— GOAL —
Pull out each line of the records below that contains the word "carved" and copy it in full.

::: PROVIDED RECORDS :::

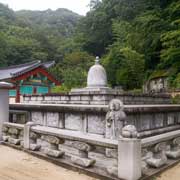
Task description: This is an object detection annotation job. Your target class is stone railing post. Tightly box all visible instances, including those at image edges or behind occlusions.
[118,125,141,180]
[0,82,13,141]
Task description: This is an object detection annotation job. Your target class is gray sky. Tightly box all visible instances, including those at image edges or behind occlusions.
[0,0,90,15]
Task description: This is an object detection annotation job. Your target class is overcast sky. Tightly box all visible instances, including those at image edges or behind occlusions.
[0,0,90,15]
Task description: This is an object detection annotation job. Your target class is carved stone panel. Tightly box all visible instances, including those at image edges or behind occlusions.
[32,112,44,125]
[140,114,153,131]
[153,113,164,128]
[88,115,105,135]
[65,113,83,131]
[167,113,175,125]
[176,113,180,124]
[47,112,59,127]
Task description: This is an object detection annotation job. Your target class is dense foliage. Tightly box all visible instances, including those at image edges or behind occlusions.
[0,0,180,91]
[77,0,180,89]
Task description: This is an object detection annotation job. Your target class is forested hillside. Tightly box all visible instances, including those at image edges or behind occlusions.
[74,0,180,89]
[0,4,80,66]
[0,0,180,90]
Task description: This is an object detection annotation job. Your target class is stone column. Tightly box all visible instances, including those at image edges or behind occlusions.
[118,125,141,180]
[0,82,13,141]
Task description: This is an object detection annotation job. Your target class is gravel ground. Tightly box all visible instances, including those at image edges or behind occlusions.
[0,145,180,180]
[0,145,95,180]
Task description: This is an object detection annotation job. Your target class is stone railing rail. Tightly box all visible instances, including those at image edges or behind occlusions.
[23,90,171,105]
[10,103,180,137]
[3,122,180,179]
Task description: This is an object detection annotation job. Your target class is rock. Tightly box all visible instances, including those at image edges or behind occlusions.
[3,136,10,142]
[166,149,180,159]
[71,156,96,167]
[106,148,118,158]
[107,166,118,176]
[41,135,64,144]
[87,57,107,88]
[122,125,138,138]
[8,128,19,135]
[8,137,21,145]
[72,141,91,152]
[45,148,64,158]
[29,144,41,151]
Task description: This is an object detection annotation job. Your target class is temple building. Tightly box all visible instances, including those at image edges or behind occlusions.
[0,61,60,102]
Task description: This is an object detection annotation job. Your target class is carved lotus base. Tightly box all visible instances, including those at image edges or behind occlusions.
[71,156,96,167]
[8,137,21,145]
[166,150,180,159]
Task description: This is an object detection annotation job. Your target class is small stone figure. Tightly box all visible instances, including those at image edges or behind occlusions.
[122,125,138,138]
[106,99,126,139]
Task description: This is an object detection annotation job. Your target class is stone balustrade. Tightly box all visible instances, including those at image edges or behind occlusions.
[23,90,171,105]
[10,104,180,138]
[3,122,180,180]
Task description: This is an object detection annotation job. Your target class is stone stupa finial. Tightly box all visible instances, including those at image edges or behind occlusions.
[95,56,100,64]
[87,56,107,88]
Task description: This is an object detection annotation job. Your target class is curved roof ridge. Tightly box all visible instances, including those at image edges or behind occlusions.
[0,60,41,70]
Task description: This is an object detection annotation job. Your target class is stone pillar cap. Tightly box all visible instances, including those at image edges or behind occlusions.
[0,82,14,89]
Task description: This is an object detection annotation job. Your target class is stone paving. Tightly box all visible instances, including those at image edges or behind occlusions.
[0,145,96,180]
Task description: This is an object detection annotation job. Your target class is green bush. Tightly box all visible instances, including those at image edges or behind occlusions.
[172,94,180,104]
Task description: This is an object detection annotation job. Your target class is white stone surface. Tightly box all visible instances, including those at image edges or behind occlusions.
[87,57,107,88]
[0,82,12,141]
[118,138,141,180]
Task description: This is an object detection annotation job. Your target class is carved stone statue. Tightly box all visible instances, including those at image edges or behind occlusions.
[122,125,138,138]
[106,99,126,139]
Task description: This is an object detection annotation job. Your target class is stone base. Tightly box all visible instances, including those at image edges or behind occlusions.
[166,150,180,159]
[107,166,118,176]
[45,148,64,158]
[71,156,96,167]
[146,158,167,168]
[2,136,10,142]
[70,87,116,95]
[29,144,41,151]
[8,137,21,145]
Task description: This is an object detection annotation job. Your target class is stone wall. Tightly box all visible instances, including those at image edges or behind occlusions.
[3,122,180,180]
[10,104,180,137]
[23,91,171,105]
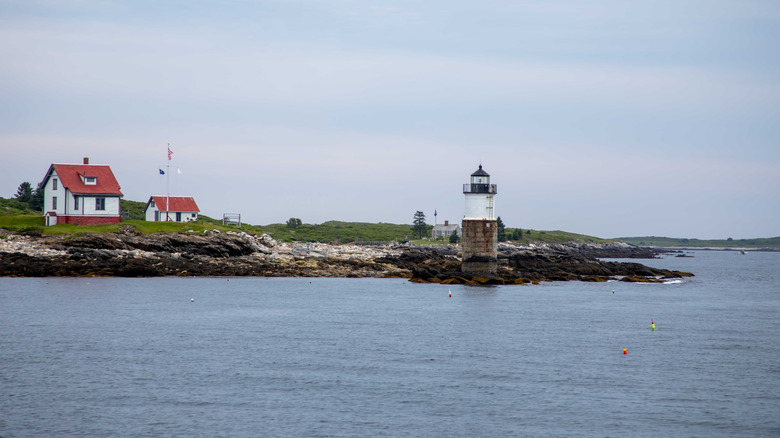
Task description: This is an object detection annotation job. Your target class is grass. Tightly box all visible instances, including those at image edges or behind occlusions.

:::

— EXERCISE RESPONSE —
Task description: This is an object detection annotation job. Your target class is carved stone panel. Tightly box all visible instances, including those at image edges or behind occlusions.
Task description: This is an object detection annotation job. Your target class is carved lotus base. Tightly box all visible instances, including those at image edges or behind occlusions.
Task description: This is an object detection annotation job. Your target class is carved stone statue. Tightly box all visible instances, including those at image edges or behind occlusions.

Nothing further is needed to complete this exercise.